* [DIRECTIVE] Write the material out again in full, exactly.

* [RECORDS TO USE]
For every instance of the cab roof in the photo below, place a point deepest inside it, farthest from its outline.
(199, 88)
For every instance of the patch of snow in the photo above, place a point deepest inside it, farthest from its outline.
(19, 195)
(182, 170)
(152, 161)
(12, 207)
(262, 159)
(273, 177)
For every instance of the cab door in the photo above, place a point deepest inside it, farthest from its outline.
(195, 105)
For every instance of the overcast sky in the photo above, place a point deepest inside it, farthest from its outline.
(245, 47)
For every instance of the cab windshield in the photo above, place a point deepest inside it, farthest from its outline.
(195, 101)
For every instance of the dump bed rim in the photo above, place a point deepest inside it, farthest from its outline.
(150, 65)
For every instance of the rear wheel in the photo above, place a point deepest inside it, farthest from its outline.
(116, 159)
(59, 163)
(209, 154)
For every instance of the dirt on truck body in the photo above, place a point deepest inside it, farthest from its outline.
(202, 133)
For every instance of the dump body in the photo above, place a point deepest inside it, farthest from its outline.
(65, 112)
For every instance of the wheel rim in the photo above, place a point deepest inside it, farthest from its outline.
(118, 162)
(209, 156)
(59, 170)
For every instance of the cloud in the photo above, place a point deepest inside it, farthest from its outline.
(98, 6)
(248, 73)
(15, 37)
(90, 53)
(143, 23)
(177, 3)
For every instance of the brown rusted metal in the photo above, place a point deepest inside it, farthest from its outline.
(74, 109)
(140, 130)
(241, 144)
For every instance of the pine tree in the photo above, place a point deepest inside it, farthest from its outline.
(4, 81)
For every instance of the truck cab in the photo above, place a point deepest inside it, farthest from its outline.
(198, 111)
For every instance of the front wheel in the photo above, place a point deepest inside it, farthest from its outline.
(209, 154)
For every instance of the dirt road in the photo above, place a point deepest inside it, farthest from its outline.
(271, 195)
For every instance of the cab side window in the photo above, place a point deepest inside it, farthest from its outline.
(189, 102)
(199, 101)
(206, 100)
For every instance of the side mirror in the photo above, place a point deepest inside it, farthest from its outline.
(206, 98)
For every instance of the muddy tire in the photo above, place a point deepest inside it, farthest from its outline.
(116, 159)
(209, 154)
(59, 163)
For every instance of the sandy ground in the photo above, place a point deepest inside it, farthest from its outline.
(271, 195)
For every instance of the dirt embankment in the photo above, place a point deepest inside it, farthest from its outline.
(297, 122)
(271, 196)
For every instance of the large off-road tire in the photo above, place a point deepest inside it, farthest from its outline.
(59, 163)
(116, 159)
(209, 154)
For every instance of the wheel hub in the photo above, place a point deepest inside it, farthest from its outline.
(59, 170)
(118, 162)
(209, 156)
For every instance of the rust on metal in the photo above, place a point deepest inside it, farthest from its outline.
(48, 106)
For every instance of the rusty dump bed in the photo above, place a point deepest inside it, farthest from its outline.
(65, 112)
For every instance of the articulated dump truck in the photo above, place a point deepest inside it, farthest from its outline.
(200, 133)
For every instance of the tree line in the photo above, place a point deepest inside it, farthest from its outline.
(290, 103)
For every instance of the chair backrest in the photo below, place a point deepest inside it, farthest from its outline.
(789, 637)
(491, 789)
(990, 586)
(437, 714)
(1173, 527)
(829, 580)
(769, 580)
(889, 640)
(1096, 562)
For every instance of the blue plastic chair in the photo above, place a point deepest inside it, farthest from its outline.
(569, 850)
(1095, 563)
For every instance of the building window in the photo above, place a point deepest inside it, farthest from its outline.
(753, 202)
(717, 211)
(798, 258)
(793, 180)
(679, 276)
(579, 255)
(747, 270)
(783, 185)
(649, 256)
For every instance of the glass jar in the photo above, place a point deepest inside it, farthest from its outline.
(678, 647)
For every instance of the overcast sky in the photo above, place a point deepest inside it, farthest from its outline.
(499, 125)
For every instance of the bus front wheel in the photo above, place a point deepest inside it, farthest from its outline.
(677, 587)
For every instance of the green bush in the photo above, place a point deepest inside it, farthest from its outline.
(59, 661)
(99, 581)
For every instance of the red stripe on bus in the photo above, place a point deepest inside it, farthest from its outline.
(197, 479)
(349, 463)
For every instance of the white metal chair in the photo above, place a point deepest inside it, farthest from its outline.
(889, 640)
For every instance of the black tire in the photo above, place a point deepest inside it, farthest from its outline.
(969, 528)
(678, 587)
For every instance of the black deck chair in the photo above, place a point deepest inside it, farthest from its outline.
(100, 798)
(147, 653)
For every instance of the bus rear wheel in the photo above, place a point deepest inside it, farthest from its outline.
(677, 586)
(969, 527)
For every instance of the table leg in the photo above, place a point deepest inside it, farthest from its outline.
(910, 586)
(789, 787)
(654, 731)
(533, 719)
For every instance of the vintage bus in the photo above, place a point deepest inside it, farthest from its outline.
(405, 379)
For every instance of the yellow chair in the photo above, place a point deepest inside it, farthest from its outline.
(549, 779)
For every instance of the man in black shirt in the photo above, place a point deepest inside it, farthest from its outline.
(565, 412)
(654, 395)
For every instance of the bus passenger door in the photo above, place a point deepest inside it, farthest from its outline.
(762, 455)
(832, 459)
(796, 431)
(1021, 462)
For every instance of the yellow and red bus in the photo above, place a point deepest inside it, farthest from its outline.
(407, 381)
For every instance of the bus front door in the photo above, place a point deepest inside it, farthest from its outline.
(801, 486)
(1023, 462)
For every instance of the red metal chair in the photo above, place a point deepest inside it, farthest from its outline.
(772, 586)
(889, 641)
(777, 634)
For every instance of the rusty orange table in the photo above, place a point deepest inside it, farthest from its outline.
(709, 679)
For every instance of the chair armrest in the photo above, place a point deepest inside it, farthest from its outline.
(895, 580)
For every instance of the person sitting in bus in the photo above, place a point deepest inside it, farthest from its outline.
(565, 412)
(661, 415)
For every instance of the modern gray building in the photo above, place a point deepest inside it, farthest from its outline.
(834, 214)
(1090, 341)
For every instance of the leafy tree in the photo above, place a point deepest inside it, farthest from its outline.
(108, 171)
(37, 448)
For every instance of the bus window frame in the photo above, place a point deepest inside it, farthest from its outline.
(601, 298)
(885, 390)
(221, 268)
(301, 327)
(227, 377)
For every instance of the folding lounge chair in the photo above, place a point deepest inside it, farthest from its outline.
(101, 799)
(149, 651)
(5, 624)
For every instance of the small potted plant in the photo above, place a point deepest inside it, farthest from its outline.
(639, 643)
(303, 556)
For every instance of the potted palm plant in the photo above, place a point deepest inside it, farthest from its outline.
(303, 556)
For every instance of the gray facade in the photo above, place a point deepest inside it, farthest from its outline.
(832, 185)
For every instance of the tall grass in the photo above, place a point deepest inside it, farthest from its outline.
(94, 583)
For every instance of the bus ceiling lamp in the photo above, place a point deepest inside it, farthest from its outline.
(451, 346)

* [PROBLEM SOLUTION]
For every instance of the cab roof in the photo below, place a point deepest inside it, farthest from its outline.
(199, 88)
For every instance of the patch of snow in the photo above, place a point deepest inside it, farthest from its outline.
(19, 195)
(182, 170)
(152, 161)
(12, 207)
(262, 159)
(273, 177)
For every instance of the cab door in the photo above, place a point deepest inside it, farthest from its outline.
(195, 105)
For every instance of the overcast sky in the photo above, place a point deepest inside it, farthest from its outline.
(245, 47)
For every instance of the cab windshield in the photo above, place a point deepest inside it, farthest from its outline.
(195, 101)
For every instance of the dump bed rim in the photo above, place a point deepest inside it, farthest from its outline.
(150, 65)
For every instance of the rear wheel in the photo above, place a point deepest inside it, farthest from its outline.
(116, 159)
(59, 163)
(209, 154)
For every instance of the dirt on truck body in the photo above, place a point deepest inside it, farthest from its outline.
(202, 133)
For every instance of the dump body in the photo above, place a point deepest inside it, farthest from its outline.
(65, 112)
For every instance of the wheel rim in the photo above, place a point deepest inside it, farthest from its outline.
(118, 162)
(209, 156)
(59, 170)
For every instance of the cloud in the photo above, place a point deepest inside it, farthest from its outline.
(98, 6)
(248, 73)
(15, 37)
(90, 53)
(143, 23)
(177, 3)
For every instance of the brown rusted metal in the photo above, place a point deepest inside it, farthest from its outline.
(74, 109)
(140, 130)
(241, 144)
For every instance of the pine tree in the photo above, place a point deepest inside it, farthest from its outline.
(4, 81)
For every instance of the truck cab in the photo above, place a point deepest inside it, farthest from its outline.
(198, 111)
For every instance of the front wheel in the photo above, place a point deepest inside it, farthest from its outline.
(209, 154)
For every instance of the dirt road in the photo above, place a point deepest inside it, farthest from its outline.
(271, 195)
For every instance of the cab side window in the photo above, place a point deepest inside it, farthest from its outline.
(189, 102)
(199, 101)
(206, 100)
For every instance of the side mirror in the photo above, place a point deepest inside it, farthest from its outline.
(206, 98)
For every instance of the muddy tire in the photo above, place a point deepest inside it, farthest from its outline.
(116, 159)
(209, 154)
(59, 163)
For every instance of the sandy ground in the photo above, place a point deepest inside it, farthest from its outline.
(271, 195)
For every instance of the dirt embankment in the photo above, place a point deepest inside it, farthest from its outline.
(297, 122)
(271, 196)
For every instance of the large off-road tire in the photo above, place a point deepest inside it, farthest from its outline.
(59, 163)
(116, 159)
(209, 154)
For every instance of the wheel hub in the photo above, place a point deepest inside it, farthest from its outline.
(59, 170)
(118, 162)
(209, 156)
For every instance of the rust on metal in the photo above, place a point deepest inside it, farthest from its outline.
(48, 106)
For every instance of the rusty dump bed in the photo above, place a point deepest inside it, farthest from its outline.
(65, 112)
For every instance of the articulated dump truck in the photo above, place a point deepest inside it, farthest from its outline.
(200, 133)
For every instance of the tree line in the photo above, place a point deepest inside it, farthest from its outline.
(290, 103)
For every instance of the chair backrest in the photo below, place a point deepest inside it, farthest from its outline.
(789, 637)
(491, 789)
(990, 586)
(437, 714)
(1173, 527)
(829, 580)
(769, 580)
(889, 640)
(1096, 562)
For every instance of the blue plastic chair in the photo above, place a point deepest inside it, farthest from its outline.
(569, 850)
(1095, 563)
For every instance of the building window in the photo above, place a point deepest inside it, farthest from its outline.
(753, 202)
(717, 211)
(798, 258)
(793, 180)
(679, 276)
(579, 255)
(747, 270)
(783, 185)
(649, 256)
For every instance of the glass jar in the photo above, place a point deepest inside it, farthest from its outline.
(678, 647)
For every instance of the overcast sky in the photo above, place a point deepest inside it, farthest from its outline.
(499, 125)
For every instance of the bus front wheel in the photo above, place a point deepest inside it, farthest from its outline.
(677, 587)
For every instance of the green bush in the photo above, place a point deepest inside it, farthest from its outline.
(59, 661)
(99, 581)
For every instance of the red stripe on bus in the photo above, place a point deepest inside it, farthest from its outline.
(197, 479)
(349, 463)
For every instance of the white metal chair in the photo above, place a point deepest inside it, farthest from its outline.
(889, 640)
For every instance of the black tire in the photo above, place a point deepest inside it, farthest from its outline.
(969, 528)
(678, 587)
For every instance of the black deck chair in the photo above, place a point deepest inside it, farthest from its outline.
(100, 798)
(147, 653)
For every instance of the bus rear wheel in the photo above, place a point deepest inside it, farthest from its outline.
(677, 586)
(969, 527)
For every instance of the table leg in the photo above, place a point deepest inside it, farthest from its outline.
(910, 586)
(789, 787)
(654, 731)
(533, 719)
For every instance of the vintage bus in the photo above, place a point deepest inside it, farthest from its outline.
(405, 379)
For every instance of the yellow chair in the photo above, place a point deepest inside it, farthest from its outline.
(549, 779)
For every instance of the man in black shirt in the photo above, place a point deepest inside it, farthest from its outline.
(565, 412)
(654, 395)
For every instance of the bus passenger door in the photo above, place a point deepest inside it, farthest from its outline.
(762, 455)
(832, 459)
(796, 431)
(1021, 462)
For every instance of the yellow and red bus in the photo above, place a point deepest inside it, farthest from its outline.
(407, 381)
For every instance of the bus front door in the photo above, place a point deepest inside it, farthest from its outline.
(801, 486)
(1023, 462)
For every instance of the red metal chair in the photo above, place a point deepest inside it, farthest from its outline.
(772, 586)
(889, 641)
(777, 634)
For every instance of the rusty orange table in the photo above, place a point deepest inside it, farthest from its outline.
(709, 679)
For every instance of the chair armrest in the photo above, place a point deepest inside it, farthest from its outline.
(895, 580)
For every instance of the person sitting in bus in the photo above, place a point deepest inside it, farthest from its outline.
(565, 412)
(661, 415)
For every instance of the modern gray building in the photo above, place a point deepest inside it, farthest from its outline.
(834, 214)
(1090, 341)
For every instance of the leafy tree in the photo above, place a point deepest inside it, farthest from its outline.
(108, 171)
(37, 448)
For every instance of the bus window frame in the photo above, place a point deepest inside it, farthest from its outline.
(601, 298)
(885, 390)
(221, 268)
(301, 327)
(227, 377)
For every instance of the folding lounge chair in the photo above, place a point deepest inside it, farthest from its outline.
(101, 799)
(149, 651)
(5, 624)
For every instance of the small potted plant in the photo above, place a point deepest inside it, farthest from its outline.
(639, 643)
(303, 556)
For every instance of the potted palm plant in the photo above, place a point deepest inside it, farthest from its outline.
(303, 556)
For every instance of the gray facade in the photo above, place a point deepest inside it, farthest from its outline.
(832, 185)
For every instance of the tall grass in the photo above, place a point deepest inside it, farthest from its outline.
(94, 583)
For every instance of the bus ceiling lamp in the photo above, place a point deepest inside it, farthest from its outline.
(451, 346)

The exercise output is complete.